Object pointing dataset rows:
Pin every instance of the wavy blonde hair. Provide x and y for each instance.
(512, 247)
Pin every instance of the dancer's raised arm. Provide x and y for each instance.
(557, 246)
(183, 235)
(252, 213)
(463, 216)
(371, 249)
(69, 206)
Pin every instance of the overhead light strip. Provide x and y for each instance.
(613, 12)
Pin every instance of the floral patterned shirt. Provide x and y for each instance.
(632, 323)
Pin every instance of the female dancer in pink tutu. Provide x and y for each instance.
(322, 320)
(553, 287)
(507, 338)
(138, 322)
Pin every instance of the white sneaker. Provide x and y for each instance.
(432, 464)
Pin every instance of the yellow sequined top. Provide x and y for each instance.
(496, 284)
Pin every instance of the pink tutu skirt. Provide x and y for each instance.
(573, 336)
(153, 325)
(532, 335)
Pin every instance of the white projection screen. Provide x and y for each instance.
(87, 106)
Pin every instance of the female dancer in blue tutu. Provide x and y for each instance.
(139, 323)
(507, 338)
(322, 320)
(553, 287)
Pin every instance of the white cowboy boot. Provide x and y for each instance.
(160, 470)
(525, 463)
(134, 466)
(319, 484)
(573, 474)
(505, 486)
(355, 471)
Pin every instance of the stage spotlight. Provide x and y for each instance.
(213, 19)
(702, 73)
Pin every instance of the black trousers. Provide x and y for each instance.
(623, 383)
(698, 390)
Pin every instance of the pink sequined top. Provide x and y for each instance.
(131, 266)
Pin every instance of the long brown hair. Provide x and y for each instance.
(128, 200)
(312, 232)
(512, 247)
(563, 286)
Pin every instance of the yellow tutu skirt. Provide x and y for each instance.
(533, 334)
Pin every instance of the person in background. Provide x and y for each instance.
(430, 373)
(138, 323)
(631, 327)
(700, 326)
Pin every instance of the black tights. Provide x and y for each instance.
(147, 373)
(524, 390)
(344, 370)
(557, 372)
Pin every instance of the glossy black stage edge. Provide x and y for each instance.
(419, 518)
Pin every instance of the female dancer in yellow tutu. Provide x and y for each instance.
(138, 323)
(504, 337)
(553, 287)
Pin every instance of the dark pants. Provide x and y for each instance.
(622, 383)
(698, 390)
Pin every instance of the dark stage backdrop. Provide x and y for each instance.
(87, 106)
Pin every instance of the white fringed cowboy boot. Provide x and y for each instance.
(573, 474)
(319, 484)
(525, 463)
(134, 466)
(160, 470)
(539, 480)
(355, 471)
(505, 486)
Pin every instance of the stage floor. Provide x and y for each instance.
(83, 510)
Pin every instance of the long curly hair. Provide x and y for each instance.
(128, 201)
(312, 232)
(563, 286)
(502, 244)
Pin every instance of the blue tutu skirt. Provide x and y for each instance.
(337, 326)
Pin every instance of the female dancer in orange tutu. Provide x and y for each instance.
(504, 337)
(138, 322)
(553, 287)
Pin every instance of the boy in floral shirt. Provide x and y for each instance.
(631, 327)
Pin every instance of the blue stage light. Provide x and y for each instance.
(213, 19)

WHAT THIS TASK INVOLVES
All of the entries above need to be reproduced exactly.

THE REPLY
Pin every instance of the wavy blonde hair. Provide x and y for each instance.
(512, 247)
Pin every instance of the dancer's raised arm. Provide x and y for each instance.
(557, 246)
(183, 235)
(252, 213)
(463, 216)
(371, 249)
(69, 206)
Pin every instance of the overhead light strip. Provide x and y for each instance.
(613, 12)
Pin every instance of the floral patterned shirt. Provide x and y for each instance.
(632, 323)
Pin every instance of the female dancer in pink tutu. Provide x and y for each instance.
(322, 320)
(553, 287)
(507, 338)
(138, 322)
Pin every instance of the white sneaker. Provide x and y for each instance.
(432, 464)
Pin every instance of the yellow sequined top. Provide x and y for each instance.
(496, 284)
Pin every instance of the pink tutu skirt. Provide x and y for each instance.
(573, 336)
(153, 325)
(532, 335)
Pin every instance of the white projection screen. Provide x and y for each instance.
(87, 106)
Pin every instance of the female dancer in blue tutu. Provide x and y for each instance.
(139, 323)
(507, 338)
(322, 320)
(553, 287)
Pin every instance of the white cowboy boot. Provide x and y for each instance.
(160, 470)
(525, 463)
(134, 466)
(319, 484)
(573, 474)
(505, 486)
(355, 471)
Pin every instance of the stage spotlight. Provide x and y for each instance.
(213, 19)
(702, 73)
Pin every instance of the black trousers. Provide x and y for each instance.
(623, 383)
(698, 390)
Pin every instance of the pink sequined top. Provide x and y for each instance.
(131, 266)
Pin every instance of the long brown hair. Provide x and y for each instance.
(128, 200)
(312, 232)
(512, 247)
(563, 286)
Pin every instance of the yellow tutu skirt. Provide x and y for each instance.
(533, 334)
Pin every instance of the person in background. Provide x and y for each instance.
(430, 373)
(138, 323)
(631, 327)
(700, 326)
Pin every instance of the black tights. Provide x and y for each instance.
(147, 373)
(524, 390)
(344, 370)
(557, 372)
Pin every instance of the glossy black stage edge. Provide x and y for each instance.
(419, 518)
Pin every instance of the female dancer in yellow tutu. Provide x and y for each instance.
(138, 323)
(504, 337)
(553, 287)
Pin every instance of the dark pants. Provide x and y for each instance.
(622, 383)
(698, 390)
Pin every instance of the dark stage backdrop. Provide x and y for each instance.
(87, 106)
Pin every instance of the white fringed cowboy boot. Provide x and y for each instance.
(573, 474)
(319, 484)
(525, 463)
(134, 466)
(160, 470)
(539, 480)
(355, 471)
(505, 486)
Pin every instance of the stage floor. Provide x and y for each instance.
(83, 510)
Pin every instance of the long curly hair. Provide x and y for each instance.
(128, 201)
(312, 232)
(563, 286)
(502, 244)
Pin every instance of the blue tutu skirt. Provide x and y for each instance.
(337, 326)
Pin every instance of the female dancer in orange tutu. Provide x and y for each instance.
(504, 337)
(138, 322)
(553, 287)
Pin every instance of the boy in floral shirt. Provide x and y for each instance.
(631, 327)
Pin every instance of the blue stage light. Provide x and y for each instance.
(213, 19)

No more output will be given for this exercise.